EXERCISE DIRECTIONS:
Edit the text from the line containing "Find the kitchen" through the final line, swapping "countertop" for "work surface" and keeping everything else the same. Omit the pictures from your output.

+++ THE INPUT +++

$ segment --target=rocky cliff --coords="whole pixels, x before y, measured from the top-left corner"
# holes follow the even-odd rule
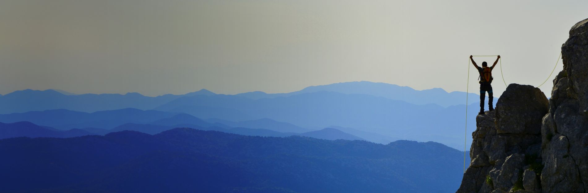
[[[457,192],[588,192],[588,19],[572,28],[562,53],[549,101],[513,84],[496,111],[476,117]]]

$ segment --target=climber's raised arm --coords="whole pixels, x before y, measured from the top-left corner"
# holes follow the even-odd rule
[[[500,55],[498,55],[498,57],[496,57],[496,61],[494,61],[494,64],[492,65],[492,67],[490,67],[490,68],[493,68],[493,69],[494,68],[494,66],[496,66],[496,64],[498,63],[498,59],[500,59]]]
[[[476,62],[474,61],[474,59],[473,58],[473,56],[472,56],[471,55],[470,55],[470,59],[472,60],[472,63],[474,64],[474,66],[476,66],[476,69],[480,68],[480,66],[478,66],[477,64],[476,64]]]

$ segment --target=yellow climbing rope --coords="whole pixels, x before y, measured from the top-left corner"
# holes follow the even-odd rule
[[[498,56],[497,55],[477,55],[472,56]],[[543,84],[545,84],[545,82],[546,82],[547,80],[549,79],[549,78],[551,77],[551,75],[553,74],[553,72],[555,71],[555,68],[557,66],[557,63],[559,63],[560,58],[562,58],[561,52],[559,53],[559,56],[557,57],[557,61],[555,62],[555,66],[553,66],[553,69],[552,69],[552,72],[549,74],[549,76],[548,76],[547,78],[544,81],[543,81],[543,83],[542,83],[540,85],[539,85],[539,86],[537,86],[537,88],[539,88],[541,86],[543,86]],[[467,84],[466,85],[466,134],[465,134],[465,137],[464,138],[463,140],[463,172],[464,173],[466,172],[466,148],[467,147],[467,104],[468,104],[467,98],[468,96],[469,96],[469,87],[470,87],[470,59],[468,58],[467,81]],[[502,73],[502,57],[500,57],[500,76],[502,77],[502,82],[505,83],[505,86],[507,86],[506,81],[505,81],[504,74]]]
[[[562,52],[559,52],[559,57],[557,57],[557,61],[555,62],[555,66],[553,66],[553,69],[552,70],[552,73],[549,73],[549,76],[547,76],[547,78],[545,79],[545,81],[543,81],[543,83],[542,83],[541,85],[540,85],[539,86],[537,86],[537,88],[541,87],[541,86],[543,86],[543,84],[545,84],[545,82],[547,82],[548,79],[549,79],[549,77],[551,77],[551,75],[553,74],[553,71],[555,71],[555,67],[557,66],[557,63],[559,62],[560,58],[562,58]]]

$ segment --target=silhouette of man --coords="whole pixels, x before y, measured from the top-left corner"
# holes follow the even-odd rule
[[[488,64],[486,62],[482,62],[482,67],[478,66],[472,58],[473,57],[473,56],[470,55],[470,59],[472,60],[472,63],[474,64],[474,66],[476,66],[476,69],[477,69],[478,72],[480,73],[480,112],[478,113],[478,115],[482,115],[484,114],[484,98],[486,97],[486,92],[488,92],[488,110],[494,111],[494,108],[492,107],[492,99],[494,99],[494,97],[492,96],[492,85],[490,84],[492,83],[492,79],[494,79],[492,78],[492,69],[496,65],[496,63],[498,63],[498,59],[500,59],[500,56],[499,55],[496,58],[496,61],[490,67],[488,67]]]

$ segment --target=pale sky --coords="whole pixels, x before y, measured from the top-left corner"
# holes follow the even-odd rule
[[[0,94],[275,93],[358,81],[465,91],[468,56],[499,54],[507,83],[538,86],[587,10],[585,0],[2,0]],[[493,74],[500,94],[499,66]],[[553,78],[540,88],[548,96]]]

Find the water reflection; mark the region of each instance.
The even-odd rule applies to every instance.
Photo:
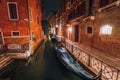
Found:
[[[17,61],[11,80],[82,80],[60,63],[48,40],[38,47],[29,62],[26,66],[26,61]]]

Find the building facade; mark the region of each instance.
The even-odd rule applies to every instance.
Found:
[[[120,0],[61,3],[56,25],[71,55],[96,74],[102,70],[102,80],[120,80]]]
[[[56,13],[57,11],[51,11],[48,15],[47,20],[51,26],[51,33],[55,34],[56,31]]]
[[[57,17],[66,38],[120,58],[119,0],[64,1]],[[64,19],[64,20],[63,20]]]
[[[0,1],[0,45],[10,52],[34,51],[43,37],[40,0]]]

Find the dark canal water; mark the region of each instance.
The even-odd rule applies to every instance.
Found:
[[[30,58],[31,64],[17,61],[10,80],[82,80],[58,60],[52,43],[47,40]]]

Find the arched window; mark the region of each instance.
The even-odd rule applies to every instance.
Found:
[[[100,28],[101,35],[111,35],[112,34],[112,26],[104,25]]]
[[[92,27],[90,26],[87,27],[87,34],[92,34]]]

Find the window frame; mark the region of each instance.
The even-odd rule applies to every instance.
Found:
[[[18,35],[18,36],[14,36],[14,35],[13,35],[13,32],[18,32],[19,35]],[[12,37],[20,37],[20,31],[11,31],[11,35],[12,35]]]
[[[10,16],[9,4],[15,4],[15,5],[16,5],[16,12],[17,12],[17,18],[16,18],[16,19],[12,19],[11,16]],[[13,21],[14,21],[14,20],[19,20],[17,2],[7,2],[7,9],[8,9],[8,17],[9,17],[9,20],[13,20]]]
[[[30,22],[33,21],[33,12],[32,12],[31,8],[29,8],[29,20],[30,20]]]
[[[92,33],[88,33],[88,28],[92,28]],[[88,34],[88,35],[93,35],[93,27],[92,26],[87,26],[86,27],[86,34]]]

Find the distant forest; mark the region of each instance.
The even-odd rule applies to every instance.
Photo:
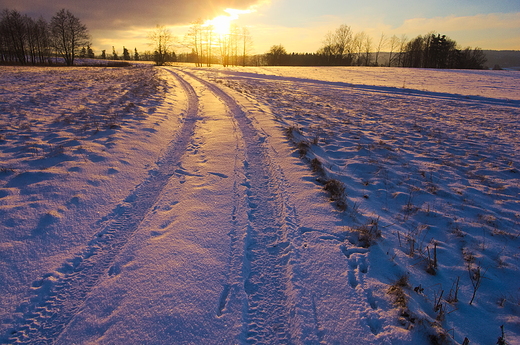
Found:
[[[269,66],[390,66],[418,68],[482,69],[485,67],[515,66],[519,52],[512,52],[507,61],[501,60],[500,52],[487,51],[488,58],[480,48],[460,48],[458,44],[438,33],[419,35],[413,39],[406,36],[380,36],[373,39],[364,32],[354,33],[347,25],[327,33],[323,45],[314,53],[288,53],[283,45],[273,45],[265,54],[251,55],[252,39],[246,28],[233,27],[228,37],[215,38],[211,26],[193,23],[183,42],[173,42],[173,36],[158,27],[151,35],[153,52],[130,52],[123,47],[119,55],[105,50],[95,54],[91,48],[90,35],[85,25],[66,10],[61,10],[50,22],[43,18],[34,20],[16,10],[3,10],[0,15],[0,63],[42,65],[56,63],[61,57],[67,65],[75,58],[107,60],[151,60],[158,64],[169,62],[192,62],[198,66],[223,65],[269,65]],[[166,43],[166,44],[164,44]],[[176,54],[174,43],[191,50]],[[520,63],[515,67],[520,66]]]

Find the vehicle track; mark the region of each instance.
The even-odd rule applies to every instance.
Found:
[[[243,255],[240,279],[247,300],[242,340],[253,344],[318,343],[312,300],[299,286],[294,269],[298,253],[293,240],[300,233],[298,216],[286,192],[283,171],[270,156],[267,138],[224,90],[193,73],[183,73],[204,85],[225,104],[243,141],[243,186],[247,204],[237,205],[245,210],[244,217],[238,216],[244,221],[238,221],[237,226],[242,228],[239,231],[245,232],[244,248],[242,253],[231,253],[231,256]],[[230,270],[239,271],[233,263]],[[230,286],[223,289],[219,314],[225,309]]]
[[[197,121],[197,96],[183,79],[178,81],[188,97],[187,109],[157,168],[106,217],[105,225],[82,254],[63,264],[59,272],[33,282],[33,295],[18,308],[22,317],[5,336],[7,343],[54,343],[153,207],[185,153]]]
[[[182,86],[187,109],[157,168],[106,217],[105,225],[84,253],[65,263],[57,273],[33,283],[33,296],[21,305],[17,327],[8,343],[53,344],[84,306],[91,291],[106,277],[119,253],[152,210],[192,141],[202,85],[228,109],[236,145],[227,283],[215,301],[215,317],[241,313],[242,332],[236,339],[251,344],[319,343],[312,297],[298,277],[301,233],[289,184],[275,163],[268,137],[255,128],[235,99],[213,83],[187,72],[166,69]],[[231,303],[235,305],[230,306]],[[236,304],[241,304],[238,308]]]

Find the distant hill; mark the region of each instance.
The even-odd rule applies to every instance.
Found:
[[[495,65],[500,68],[512,68],[520,70],[520,50],[483,50],[486,54],[488,68]]]
[[[482,50],[486,54],[487,62],[484,64],[486,68],[492,69],[495,65],[505,69],[515,69],[520,71],[520,50]],[[378,63],[380,65],[388,64],[388,52],[379,53]],[[372,54],[372,62],[374,62],[375,54]]]

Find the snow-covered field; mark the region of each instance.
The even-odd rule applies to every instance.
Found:
[[[2,342],[520,343],[520,72],[0,73]]]

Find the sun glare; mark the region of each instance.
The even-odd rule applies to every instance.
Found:
[[[229,28],[231,27],[231,22],[238,19],[240,14],[246,14],[254,12],[254,10],[236,10],[234,8],[227,8],[224,10],[227,15],[222,15],[215,17],[213,19],[206,20],[204,25],[213,26],[213,31],[221,36],[229,34]]]

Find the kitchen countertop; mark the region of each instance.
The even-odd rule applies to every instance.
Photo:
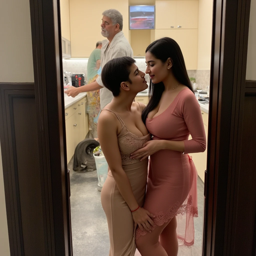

+++

SOLUTION TO THIS PROBLEM:
Find the kitchen work surface; mark the region of each instance.
The even-odd rule applies to every instance.
Photo:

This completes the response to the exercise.